# 1st Spring trip back to Pensacola...



## 1eyefishing (Mar 13, 2020)

Traveled down on Wednesday and wet a line in the surf that afternoon. Pompano are starting to show up, but I had no luck.
Met a new partner at the bait store on Thursday morning and headed out about 9:00 a.m. to see what we can round up. The sheepahead rodeo is going on in the pass... Good enough for me. They spawn in the past this time of year and hang tight on hard structure on the bottom in 60' and around the rocks and jetties around the edges of the pass. Picked up my personal best pretty early on during the day. Everything else was icing on the cake. My partner didn't do too good with the sneaky little convicts, but he did catch his 1st ever atlantic red snapper in the bay.  We came back to the dock with sheepshead camo a flounder, and one of the to black gram I picked off. I got busted off by a giant black drama of at least 25 pounds. When he came up of the structure always fishing are almost is large red snapper came up With him trying to snatch the bait from his mouth.  The big ugly took me back to the structure in rubbed my braid in two as soon as it hit the steel underwater. I wore myself out with the long day and didn't fish today, but ready for a full day tomorrow. The Saturday crowd will probably be on the sheepshead rodeo in the pass.  It could be tough, but I'll be ready for alternatives.





My wife said everything seems to be going crazy up in our North metro burbs. Things shutting down and stuff. She said we had enough meat to last 2 months but she said stay until we had a similar amount of fish! Lol, I guess she's not missing me much yet…

I'll check back in after tomorrow's fishing…


----------



## RedHills (Mar 13, 2020)

Nice eatn fish...pain to clean though!
◆ ◆ ◆
Goals:
**a.** Answer these about the Pensacola fishing thread:
(i) On what day did the poster travel down?
(ii) About what time did the poster and the new partner head out on Thursday?
(iii) How long did the poster's wife say their meat would last?
**b.** Echo the part of the Pensacola fishing thread that opens with the words containing "My wife said" and closes with "to clean though!".
**c.** Write what follows the last line of the Pensacola fishing thread.
The records are separate from the Pensacola fishing thread.
◆ ◆ ◆
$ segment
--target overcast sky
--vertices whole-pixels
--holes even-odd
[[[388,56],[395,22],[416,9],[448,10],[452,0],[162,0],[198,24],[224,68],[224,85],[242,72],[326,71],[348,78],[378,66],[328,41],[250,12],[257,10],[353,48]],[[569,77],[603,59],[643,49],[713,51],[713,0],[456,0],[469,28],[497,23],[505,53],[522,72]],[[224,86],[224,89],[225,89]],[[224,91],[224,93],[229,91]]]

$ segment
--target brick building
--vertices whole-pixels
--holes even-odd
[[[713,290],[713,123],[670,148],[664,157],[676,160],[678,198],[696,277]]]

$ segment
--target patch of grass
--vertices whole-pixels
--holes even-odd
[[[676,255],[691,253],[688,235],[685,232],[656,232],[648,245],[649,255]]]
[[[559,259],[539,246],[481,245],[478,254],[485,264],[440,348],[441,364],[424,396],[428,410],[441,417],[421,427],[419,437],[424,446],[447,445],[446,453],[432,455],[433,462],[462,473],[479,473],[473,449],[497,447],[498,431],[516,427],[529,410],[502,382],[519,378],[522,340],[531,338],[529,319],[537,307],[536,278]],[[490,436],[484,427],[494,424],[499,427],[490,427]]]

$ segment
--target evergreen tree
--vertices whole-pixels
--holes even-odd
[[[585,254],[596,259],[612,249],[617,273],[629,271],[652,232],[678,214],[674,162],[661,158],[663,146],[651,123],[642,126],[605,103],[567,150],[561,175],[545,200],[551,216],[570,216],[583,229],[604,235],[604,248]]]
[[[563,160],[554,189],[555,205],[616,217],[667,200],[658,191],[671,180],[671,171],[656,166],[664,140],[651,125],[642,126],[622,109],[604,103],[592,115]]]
◆ ◆ ◆
Answers for this exercise:
**a.**
(i) Wednesday
(ii) About 9:00 a.m.
(iii) 2 months

**b.**
My wife said everything seems to be going crazy up in our North metro burbs. Things shutting down and stuff. She said we had enough meat to last 2 months but she said stay until we had a similar amount of fish! Lol, I guess she's not missing me much yet…

I'll check back in after tomorrow's fishing…


----------



## RedHills (Mar 13, 2020)

Nice eatn fish...pain to clean though!

**c.**
----------



## Hickory Nut (Mar 14, 2020)

Thanks for sharing.  Glad to know someone is getting out and slaying them.  Congrats on your personal best, that's a nice one!


----------



## fairweather (Mar 14, 2020)

1eye, very nice! I used to catch sheeps right from a seawall as a kid growing up on the Gulf coast. I haven't caught one since and I've had a hankerin' to go out and give it a try again.


----------



## 1eyefishing (Mar 14, 2020)

Back in from a tough day today. Some days you're the hook and some days you're the worm. Today we were the worms. Goose egg for keepers. We cauaught a few short black snappers and one keeper but let it go at the end of the day because it was lonely. Also caught a couple of short trout and my partner got broke off on the big fish of the day, probably another big black drum.
This morning I was already running a little late when I jumped in my truck and the battery was dead as a door nail. Had to wait around about 45 minutes for somebody to give me a jumpstart, then I had to go the auto parts store to get cables just in case the battery was down later. Finally picked up my partner and hit the boat ramp, but the incoming tide good for the sheepshead was over by 1:00pm. and the fog was so badd for our 1st few hours, we didn't get to the sheepzone til noon.
We decided to cut our losses and came in a little early to recuperate.  My face is about blistered for the 2nd time in 4 days.
Gonna wash and rinse the boat and decide whether to run hard tomorrow or Monday. Gotta head home Tuesday.


----------



## Rabun (Mar 15, 2020)

Man that's a bruiser of a sheepie!  Congratulations on your PB!  Your wife is right...people r going bat shoot crazy around here. She should be coming down to stay in Pcola with you and escape the looney's.


----------



## Cmp1 (Mar 15, 2020)

Great catches,,,,congrats,,,,


----------



## GeorgiaGlockMan (Mar 15, 2020)

Awesome place to be.

Fill that freezer!


----------



## 1eyefishing (Mar 15, 2020)

Making it a lazy day today. Wore out from yesterday and Sunday mornings at the ramps are a circus; i got no partner today to help launch. Got one more day to fish, might as well be rested up for it and go tomorrow...
My sun burn swoll my face...


----------



## Browning Slayer (Mar 15, 2020)

1eyefishing said:


> Making it a lazy day today. Wore out from yesterday and Sunday mornings at the ramps are a circus; i got no partner today to help launch. Got one more day to fish, might as well be rested up for it and go tomorrow...
> My sun burn swoll my face...


Tear em up man!! And put that lotion on!!!


----------



## Rabun (Mar 16, 2020)

I second the sun block!  Good luck out there today!


----------



## Browning Slayer (Mar 16, 2020)

Rabun said:


> I second the sun block!  Good luck out there today!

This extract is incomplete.